Introduzione
L’obiettivo di questo lavoro è fornire un contributo alla riflessione sull’agricoltura familiare, Tema del presente numero di Agriregionieuropa. La ricerca svolta si è posta il compito di tentare una misurazione quantitativa della consistenza dell’agricoltura “familiare” in Italia, rielaborando i dati del Censimento generale dell’agricoltura del 2010 e riprendendo la metodologia applicata su di esso in precedenti lavori (Arzeni, Sotte, 2013; Sotte, Arzeni, 2013, Arzeni, Sotte,2014).
Un compito arduo anche perché, come numerosi autori sottolineano (per tutti: Corsi, 2015), il termine agricoltura “familiare” viene utilizzato con differenti significati a seconda del contesto territoriale (es.: paesi sviluppati o in via di sviluppo) o temporale (es.: Italia negli anni ’50 o Italia oggi) e a seconda dell’approccio scientifico prevalente: sociologico, storico, antropologico, economico.
Così l’agricoltura “familiare”, che si definisce innanzitutto con la natura prevalentemente domestica del lavoro nell’azienda e dalla condizione di legame intrinseco e di co-evoluzione della famiglia e dell’azienda (Fao, 2015; Pierri, Hassan, 2015), talvolta è considerata sinonimo di agricoltura di “piccola scala”, includendo anche aziende di dimensioni talmente piccole da risultare del tutto accessorie rispetto agli interessi, agli impegni lavorativi e alla formazione del reddito della famiglia.
Altre volte nell’agricoltura familiare si comprendono anche le aziende in cui tutta l’attività di lavoro è svolta esclusivamente dal solo conduttore con buona pace per l’assunto che, perché l’agricoltura possa definirsi “familiare”, anche altri membri della famiglia dovrebbero essere coinvolti (Greco, 2015)1.

**Compito scritto a:** Individua e copia ogni riga delle voci in cui compare la parola "woman", facendo distinzione tra maiuscole e minuscole.
Il testo sull'agricoltura familiare e le voci hanno origini diverse.

**Voci:**

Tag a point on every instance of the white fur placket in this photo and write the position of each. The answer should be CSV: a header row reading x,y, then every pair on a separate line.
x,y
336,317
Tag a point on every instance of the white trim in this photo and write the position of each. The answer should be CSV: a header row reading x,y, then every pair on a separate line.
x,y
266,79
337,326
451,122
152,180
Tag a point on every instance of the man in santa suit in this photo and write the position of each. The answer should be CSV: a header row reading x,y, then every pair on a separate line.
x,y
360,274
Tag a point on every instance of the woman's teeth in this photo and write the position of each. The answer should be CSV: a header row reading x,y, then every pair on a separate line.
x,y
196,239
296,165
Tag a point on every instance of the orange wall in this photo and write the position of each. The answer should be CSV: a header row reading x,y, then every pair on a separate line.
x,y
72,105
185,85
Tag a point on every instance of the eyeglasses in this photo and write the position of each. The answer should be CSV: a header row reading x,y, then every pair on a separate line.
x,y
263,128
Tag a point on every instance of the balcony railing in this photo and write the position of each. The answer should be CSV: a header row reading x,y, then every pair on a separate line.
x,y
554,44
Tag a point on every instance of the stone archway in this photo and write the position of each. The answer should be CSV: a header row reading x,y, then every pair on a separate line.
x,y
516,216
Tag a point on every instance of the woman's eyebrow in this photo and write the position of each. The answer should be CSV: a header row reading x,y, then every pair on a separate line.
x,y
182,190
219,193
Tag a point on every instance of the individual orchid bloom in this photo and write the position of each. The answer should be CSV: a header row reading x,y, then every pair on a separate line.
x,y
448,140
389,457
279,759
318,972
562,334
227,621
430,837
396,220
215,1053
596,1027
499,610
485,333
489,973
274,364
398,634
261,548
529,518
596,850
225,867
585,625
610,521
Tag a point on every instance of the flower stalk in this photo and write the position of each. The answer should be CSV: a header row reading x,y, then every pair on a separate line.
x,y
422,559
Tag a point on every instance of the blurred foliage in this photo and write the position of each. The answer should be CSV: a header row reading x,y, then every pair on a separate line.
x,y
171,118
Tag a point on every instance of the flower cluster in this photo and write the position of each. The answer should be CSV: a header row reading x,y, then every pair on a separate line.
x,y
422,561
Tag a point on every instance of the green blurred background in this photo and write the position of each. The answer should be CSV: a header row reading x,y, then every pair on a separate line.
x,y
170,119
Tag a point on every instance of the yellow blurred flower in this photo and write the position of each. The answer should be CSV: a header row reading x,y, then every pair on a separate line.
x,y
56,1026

**Compito scritto b:** Prosegui il testo sull'agricoltura familiare scrivendo il brano che viene subito dopo la sua ultima frase.

**Risposta a:**
Tag a point on every instance of the woman's teeth in this photo and write the position of each. The answer should be CSV: a header row reading x,y, then every pair on a separate line.
Tag a point on every instance of the woman's eyebrow in this photo and write the position of each. The answer should be CSV: a header row reading x,y, then every pair on a separate line.

**Risposta b:**
Su un altro piano, rimane spesso non chiarito se, riferendosi all’agricoltura familiare, specie nel contesto dei paesi sviluppati, ci si limiti a considerare l’agricoltura a carattere imprenditoriale e quindi rivolta al mercato: dove ha senso contrapporre l’agricoltura familiare a quella “capitalistica” (che impiega prevalentemente lavoro esterno salariato o bracciantile) o a quella “latifondistica” (il cui obiettivo primario è la rendita fondiaria), oppure si includano nella definizione anche tutte le forme di produzione agricola, anche per semplice autoconsumo, che allora potrebbero pure debordare dai censimenti per includere gli orti familiari: quelli annessi alle abitazioni, o quelli urbani su terreni adibiti allo scopo dalle municipalità.
Questa ambiguità definitoria influisce anche sulle statistiche. Innanzitutto perché, mancando una definizione chiara e inoppugnabile, il compito di misurare l’agricoltura “familiare” attraverso le rilevazioni statistiche appare particolarmente arduo. Il censimento rileva in effetti che su 1.603.709 aziende censite, in ben 696.084 (il 43,4%) lavora in azienda anche il coniuge del conduttore, in 277.151 (pari al 17%) lavorano in azienda anche altri familiari e in 161.247 (10%) anche altri parenti. È un impegno questo che appare numericamente molto consistente, ma che come si vedrà più avanti, a meno che non si parli di occupazione del tutto occasionale, non trova riscontro in quelle proporzioni nelle giornate lavorate.
Aspetti metodologici, aziende imprese e aziende non imprese
Riprendendo e adattando la metodologia già applicata nei lavori precedenti lavori già citati, il Censimento offre l’immagine dell’agricoltura italiana rappresentata in figura 1. In essa, le aziende agricole italiane sono suddivise sulla base della Produzione Standard (PS)2 e sono così classificate:
- “non imprese” se PS<8.000 euro/anno;
- aziende intermedie se 8.000<PS<25.000;
- piccole imprese se 25.000<PS<100.000 euro/anno;
- grandi imprese se PS>100.000 euro/anno;
- sono poi considerate disattivate le imprese di qualsiasi dimensione che presentino una delle seguenti caratteristiche:
- impiego di meno di 50 giornate di lavoro/anno;
- autoconsumo >50% della produzione;
- affidamento completo di almeno una produzione a contoterzisti.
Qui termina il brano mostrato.